Streit um Versteigerung von NS-Objekten: Hitlers Jacke: 30.000 Euro

Ein Münchner Auktionshaus will Privatgegenstände von NS-Verbrechern versteigern. Das löst eine Welle des Protestes aus.

München steht vor einer gruselig anmutenden Versteigerung: An Samstag sollen persönliche Gegenstände von NS-Größen für zum Teil horrende Summen unter den Hammer kommen. Dazu zählt etwa eine Uniformjacke, die angeblich von Hitler stammt, der Startpreis liegt bei 30 000 Euro. Weiter ist unter den 169 Versteigerungstiteln eine Messinghülse, in der Hermann Göring die Zyankali-Kapsel versteckt haben soll, mit der er sich am 15. Oktober 1946 umgebracht hatte. Auch wird, so der Katalog des Auktionshauses Hermann Historica, eine „kräftige Unterhose“ von Göring versteigert – Bundweite 114 Zentimeter, 500 Euro –, sowie verschiedene Teile der Stricke, mit denen Joachim von Ribbentrop, Julius Streicher oder Wilhelm Frick nach den Nürnberg-Urteilen gehängt worden waren (je 500 Euro).

───

◆ **AUFGABE**
Führen Sie alle Personen auf, die im obigen Text über die Münchner Versteigerung namentlich erwähnt werden.

◆ **VERFÜGBARE DATEN**
───

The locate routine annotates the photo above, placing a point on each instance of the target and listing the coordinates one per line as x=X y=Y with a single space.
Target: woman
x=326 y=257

───

◆ **LÖSUNG**
Hitler, Hermann Göring, Joachim von Ribbentrop, Julius Streicher, Wilhelm Frick